--- Seitenauszug ---
+++
# Ufermattenbepflanzung



## Teichforum.info (9. Juli 2004)

Hallo Ufermattenbesitzer,

nun hab ich schonmal 2mal den teuren Samen in die Matte eingebracht und immer wieder wird des Zeugs ausgespült   .

Beim ersten mal einfach so eingerieben, Regen kam und husch .. beim zweiten Mal abgedeckt und wieder durch den Sturm/starken Wind mit enormen Regen ausgespült, inkl. Abdeckung.

Gibbet da nix zum versiegeln oder ähnliches, was man da verwenden könnte, wo die Pflanzen nachher durchstossen wenn sie wachsen ?

Will nämlich zum letzten Versuch übergeben, bin schliesslich ned Rockefeller    :!:


----------



## Teichforum.info (9. Juli 2004)

Hallo Tommi,

ich dachte schon, ausser mir hätte niemand solche Probleme...
+++
(Datensatzauszüge mit Boxmarkierungen)
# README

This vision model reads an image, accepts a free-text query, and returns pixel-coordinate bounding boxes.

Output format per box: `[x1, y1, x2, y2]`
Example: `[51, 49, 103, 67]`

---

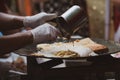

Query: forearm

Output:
[0, 13, 25, 31]
[0, 31, 33, 55]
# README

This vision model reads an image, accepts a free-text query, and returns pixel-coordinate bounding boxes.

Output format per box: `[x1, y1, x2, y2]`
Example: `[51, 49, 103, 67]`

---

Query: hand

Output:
[23, 12, 57, 28]
[31, 23, 60, 43]
[114, 26, 120, 42]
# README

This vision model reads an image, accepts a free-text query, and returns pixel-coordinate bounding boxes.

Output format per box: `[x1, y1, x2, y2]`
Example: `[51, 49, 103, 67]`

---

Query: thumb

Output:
[46, 13, 57, 21]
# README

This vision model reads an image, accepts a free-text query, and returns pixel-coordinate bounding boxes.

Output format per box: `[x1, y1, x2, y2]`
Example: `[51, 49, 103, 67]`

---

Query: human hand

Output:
[31, 23, 60, 43]
[23, 12, 57, 28]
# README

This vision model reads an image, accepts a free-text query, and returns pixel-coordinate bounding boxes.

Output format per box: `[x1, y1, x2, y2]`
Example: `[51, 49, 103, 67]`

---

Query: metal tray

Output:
[15, 38, 120, 60]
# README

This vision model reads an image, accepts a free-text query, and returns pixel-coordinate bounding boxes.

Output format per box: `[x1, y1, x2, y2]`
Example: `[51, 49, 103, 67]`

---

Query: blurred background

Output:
[1, 0, 117, 40]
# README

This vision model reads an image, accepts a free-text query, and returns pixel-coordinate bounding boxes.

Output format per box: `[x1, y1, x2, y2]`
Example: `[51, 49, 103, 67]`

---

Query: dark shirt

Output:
[0, 0, 7, 13]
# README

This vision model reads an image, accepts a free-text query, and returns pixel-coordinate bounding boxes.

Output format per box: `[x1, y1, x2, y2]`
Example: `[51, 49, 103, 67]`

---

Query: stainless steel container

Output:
[48, 5, 85, 36]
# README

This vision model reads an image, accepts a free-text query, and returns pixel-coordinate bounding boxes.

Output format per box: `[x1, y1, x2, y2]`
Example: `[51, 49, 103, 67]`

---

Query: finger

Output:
[46, 13, 57, 21]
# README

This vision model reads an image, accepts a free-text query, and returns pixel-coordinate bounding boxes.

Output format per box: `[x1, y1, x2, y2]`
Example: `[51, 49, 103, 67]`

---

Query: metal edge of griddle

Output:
[15, 38, 120, 60]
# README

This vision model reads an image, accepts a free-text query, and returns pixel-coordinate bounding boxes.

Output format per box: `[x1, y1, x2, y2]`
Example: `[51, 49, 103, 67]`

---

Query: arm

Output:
[0, 12, 57, 31]
[0, 31, 33, 55]
[0, 12, 25, 31]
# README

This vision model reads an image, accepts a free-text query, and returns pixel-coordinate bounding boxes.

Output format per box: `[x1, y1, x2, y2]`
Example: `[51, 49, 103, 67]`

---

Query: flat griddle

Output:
[15, 38, 120, 60]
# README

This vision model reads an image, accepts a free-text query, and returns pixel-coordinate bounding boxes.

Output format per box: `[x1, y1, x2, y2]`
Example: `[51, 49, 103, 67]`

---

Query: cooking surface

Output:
[16, 38, 120, 59]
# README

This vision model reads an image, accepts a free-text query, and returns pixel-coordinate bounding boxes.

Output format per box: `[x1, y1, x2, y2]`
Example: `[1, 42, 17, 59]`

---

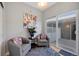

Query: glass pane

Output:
[58, 12, 76, 53]
[47, 18, 56, 46]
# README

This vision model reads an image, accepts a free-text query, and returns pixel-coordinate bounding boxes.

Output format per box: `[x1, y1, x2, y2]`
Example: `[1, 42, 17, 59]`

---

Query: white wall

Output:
[43, 2, 79, 52]
[5, 2, 41, 39]
[4, 2, 42, 54]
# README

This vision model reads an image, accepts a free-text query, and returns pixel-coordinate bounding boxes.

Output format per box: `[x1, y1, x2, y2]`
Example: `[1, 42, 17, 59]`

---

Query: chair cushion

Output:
[38, 39, 47, 42]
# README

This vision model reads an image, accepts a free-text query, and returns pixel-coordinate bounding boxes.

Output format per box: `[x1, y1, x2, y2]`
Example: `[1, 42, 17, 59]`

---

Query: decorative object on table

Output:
[35, 33, 49, 47]
[23, 9, 37, 28]
[27, 27, 36, 40]
[8, 37, 31, 56]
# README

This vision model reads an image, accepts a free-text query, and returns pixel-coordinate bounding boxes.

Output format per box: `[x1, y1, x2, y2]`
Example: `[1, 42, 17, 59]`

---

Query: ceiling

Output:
[25, 2, 56, 11]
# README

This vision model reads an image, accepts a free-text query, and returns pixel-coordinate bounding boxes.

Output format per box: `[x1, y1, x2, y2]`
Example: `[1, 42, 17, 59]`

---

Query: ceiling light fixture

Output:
[38, 2, 48, 8]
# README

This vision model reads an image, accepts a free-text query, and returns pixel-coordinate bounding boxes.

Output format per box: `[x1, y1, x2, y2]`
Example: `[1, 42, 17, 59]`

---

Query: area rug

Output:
[26, 47, 60, 56]
[59, 49, 76, 56]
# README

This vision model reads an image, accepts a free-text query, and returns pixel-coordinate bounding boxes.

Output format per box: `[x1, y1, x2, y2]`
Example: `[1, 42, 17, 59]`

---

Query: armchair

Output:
[36, 34, 49, 47]
[8, 37, 31, 56]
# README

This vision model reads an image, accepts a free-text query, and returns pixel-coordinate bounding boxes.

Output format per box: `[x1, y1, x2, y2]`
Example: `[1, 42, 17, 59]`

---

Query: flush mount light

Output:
[38, 2, 48, 8]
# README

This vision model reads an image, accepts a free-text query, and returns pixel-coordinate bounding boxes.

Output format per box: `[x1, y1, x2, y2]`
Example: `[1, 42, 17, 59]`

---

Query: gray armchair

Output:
[8, 37, 31, 56]
[36, 34, 49, 47]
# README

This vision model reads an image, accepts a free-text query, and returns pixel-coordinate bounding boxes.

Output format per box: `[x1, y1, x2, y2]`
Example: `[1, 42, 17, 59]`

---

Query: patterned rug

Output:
[26, 47, 60, 56]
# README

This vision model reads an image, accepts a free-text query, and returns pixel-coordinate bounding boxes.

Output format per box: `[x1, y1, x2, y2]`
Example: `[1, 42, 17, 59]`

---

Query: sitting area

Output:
[35, 33, 49, 47]
[8, 37, 31, 56]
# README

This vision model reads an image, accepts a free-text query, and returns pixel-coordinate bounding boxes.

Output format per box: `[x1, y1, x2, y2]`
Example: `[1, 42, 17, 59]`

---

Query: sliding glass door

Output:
[46, 18, 56, 46]
[46, 11, 78, 54]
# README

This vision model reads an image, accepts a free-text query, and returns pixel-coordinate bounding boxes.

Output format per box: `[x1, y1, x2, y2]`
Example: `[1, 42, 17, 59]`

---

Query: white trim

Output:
[76, 11, 79, 55]
[56, 16, 59, 47]
[59, 47, 77, 55]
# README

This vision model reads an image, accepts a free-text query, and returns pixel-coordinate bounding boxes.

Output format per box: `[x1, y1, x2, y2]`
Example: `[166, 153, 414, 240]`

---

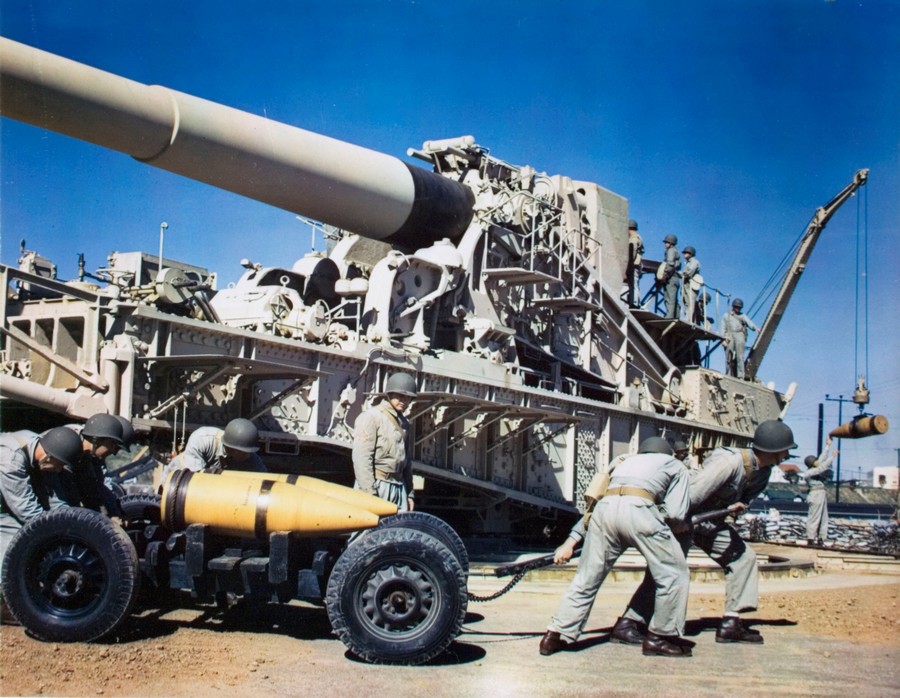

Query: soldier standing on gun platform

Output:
[681, 245, 703, 325]
[165, 417, 268, 474]
[800, 437, 838, 545]
[617, 419, 797, 644]
[625, 220, 644, 308]
[657, 235, 681, 320]
[722, 298, 759, 378]
[353, 373, 416, 511]
[540, 436, 691, 657]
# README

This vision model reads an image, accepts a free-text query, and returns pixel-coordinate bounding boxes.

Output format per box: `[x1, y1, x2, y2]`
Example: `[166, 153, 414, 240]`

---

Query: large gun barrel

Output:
[0, 38, 474, 247]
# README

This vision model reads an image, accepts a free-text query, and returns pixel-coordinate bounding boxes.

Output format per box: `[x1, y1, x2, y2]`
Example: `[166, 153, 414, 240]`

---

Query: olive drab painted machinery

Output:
[0, 39, 790, 534]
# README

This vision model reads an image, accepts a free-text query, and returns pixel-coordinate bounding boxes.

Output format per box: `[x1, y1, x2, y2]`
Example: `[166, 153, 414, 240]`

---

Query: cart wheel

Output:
[326, 528, 467, 664]
[3, 507, 140, 642]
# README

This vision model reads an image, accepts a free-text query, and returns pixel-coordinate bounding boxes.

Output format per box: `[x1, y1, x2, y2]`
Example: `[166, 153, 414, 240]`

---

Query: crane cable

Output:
[747, 219, 812, 318]
[853, 182, 869, 378]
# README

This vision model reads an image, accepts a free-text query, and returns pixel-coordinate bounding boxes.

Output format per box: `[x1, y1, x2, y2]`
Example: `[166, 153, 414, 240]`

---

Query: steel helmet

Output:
[222, 417, 259, 453]
[384, 373, 416, 397]
[638, 436, 674, 456]
[81, 413, 125, 446]
[750, 419, 797, 453]
[39, 427, 82, 468]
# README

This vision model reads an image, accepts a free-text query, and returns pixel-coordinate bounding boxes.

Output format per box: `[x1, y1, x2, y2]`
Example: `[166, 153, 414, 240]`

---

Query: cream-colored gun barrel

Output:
[0, 38, 474, 247]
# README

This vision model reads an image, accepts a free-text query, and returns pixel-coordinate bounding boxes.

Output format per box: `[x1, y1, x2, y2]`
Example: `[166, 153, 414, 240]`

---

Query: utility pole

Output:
[819, 395, 853, 504]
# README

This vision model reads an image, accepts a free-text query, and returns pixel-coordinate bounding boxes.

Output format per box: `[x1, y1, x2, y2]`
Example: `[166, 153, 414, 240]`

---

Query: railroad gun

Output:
[0, 39, 792, 536]
[3, 470, 469, 664]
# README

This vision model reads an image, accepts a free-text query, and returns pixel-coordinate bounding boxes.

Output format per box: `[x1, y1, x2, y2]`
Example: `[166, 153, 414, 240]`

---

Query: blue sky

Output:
[0, 0, 900, 477]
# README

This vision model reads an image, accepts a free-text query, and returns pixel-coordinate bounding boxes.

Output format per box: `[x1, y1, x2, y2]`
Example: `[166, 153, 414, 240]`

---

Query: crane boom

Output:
[745, 169, 869, 379]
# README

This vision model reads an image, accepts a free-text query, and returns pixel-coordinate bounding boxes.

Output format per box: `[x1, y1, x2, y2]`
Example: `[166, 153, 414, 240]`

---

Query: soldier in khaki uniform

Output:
[657, 235, 681, 320]
[722, 298, 759, 378]
[353, 373, 416, 511]
[163, 417, 268, 475]
[540, 437, 691, 657]
[618, 419, 797, 644]
[0, 427, 82, 561]
[800, 438, 838, 545]
[625, 220, 644, 308]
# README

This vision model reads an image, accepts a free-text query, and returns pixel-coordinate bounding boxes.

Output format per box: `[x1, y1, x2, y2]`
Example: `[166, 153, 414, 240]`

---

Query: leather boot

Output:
[610, 618, 644, 645]
[716, 616, 763, 644]
[0, 600, 21, 625]
[642, 631, 693, 657]
[541, 630, 569, 657]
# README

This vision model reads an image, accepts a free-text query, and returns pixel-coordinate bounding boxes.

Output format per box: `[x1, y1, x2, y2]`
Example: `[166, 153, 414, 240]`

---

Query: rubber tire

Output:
[119, 494, 162, 524]
[3, 507, 140, 642]
[325, 528, 468, 665]
[375, 511, 469, 577]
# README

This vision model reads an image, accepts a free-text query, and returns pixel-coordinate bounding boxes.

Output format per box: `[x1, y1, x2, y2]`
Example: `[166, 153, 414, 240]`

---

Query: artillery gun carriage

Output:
[0, 39, 791, 537]
[3, 470, 468, 664]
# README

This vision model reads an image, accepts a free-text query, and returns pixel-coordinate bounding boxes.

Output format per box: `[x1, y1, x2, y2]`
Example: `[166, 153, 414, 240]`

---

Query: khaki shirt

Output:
[353, 400, 413, 496]
[165, 427, 267, 474]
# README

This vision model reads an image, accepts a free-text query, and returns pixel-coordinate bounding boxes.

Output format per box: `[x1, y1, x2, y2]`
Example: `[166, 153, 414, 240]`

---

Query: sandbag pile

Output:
[736, 509, 900, 556]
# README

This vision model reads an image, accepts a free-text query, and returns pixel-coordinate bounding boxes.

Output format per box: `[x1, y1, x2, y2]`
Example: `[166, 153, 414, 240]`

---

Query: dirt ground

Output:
[0, 556, 900, 697]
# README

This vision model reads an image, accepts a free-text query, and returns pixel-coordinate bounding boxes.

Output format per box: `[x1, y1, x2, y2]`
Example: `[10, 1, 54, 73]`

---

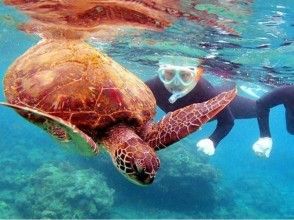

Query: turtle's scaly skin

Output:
[4, 41, 156, 137]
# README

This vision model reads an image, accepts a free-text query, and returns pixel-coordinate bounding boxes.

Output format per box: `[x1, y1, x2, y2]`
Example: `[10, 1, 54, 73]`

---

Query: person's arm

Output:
[197, 79, 234, 155]
[209, 107, 234, 148]
[204, 81, 234, 148]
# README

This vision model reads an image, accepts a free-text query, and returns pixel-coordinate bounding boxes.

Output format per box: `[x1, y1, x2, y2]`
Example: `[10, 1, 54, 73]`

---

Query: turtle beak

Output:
[134, 165, 155, 185]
+++
--- Zu erledigende Aufgaben ---
1. Was passierte laut dem Auszug zur Ufermattenbepflanzung beim zweiten Versuch mit der Abdeckung?
2. Setze den Auszug zur Ufermattenbepflanzung nach seinem letzten Satz fort.
Das Material spielt hierfür keine Rolle.

--- Lösungen ---
1. Sie wurde durch Sturm und starken Wind mit enormem Regen zusammen mit dem Samen ausgespült.

2.
Bei grossen Teichen ist das ein *ooops*-Thema. Ich habe meine Samen bei NG gekauft, und die empfehlen - wie witzig - den Samen mit einer festen Abdeckung vor Regen zu schützen (dabei aber immer hübsch zu giessen), damit er nicht ausgewaschen wird. Um ehrlich zu sein, ich hatte keine Lust, 45 Meter Bedachung zu bauen. Also habe ich Verlegesand in die Matte eingerieben und den Samen darauf ausgesät. Kam der schwere Regen in jenem Jahr, hat den Samen ausgewaschen - ganz toll, ich habe es dabei belassen. Nun ist der Samen ja nicht weg, sondern ist bei mir entweder im breiten Ufergraben oder in der Sumpfzone gelandet. Dort ist er dann nach ewig langer Zeit (teils erst im Jahr darauf) aufgegangen, hat Ufergraben und Sumpfzone erobert und so allmählich auch den Wall besetzt. Heute sieht das sehr gut aus, aber damals...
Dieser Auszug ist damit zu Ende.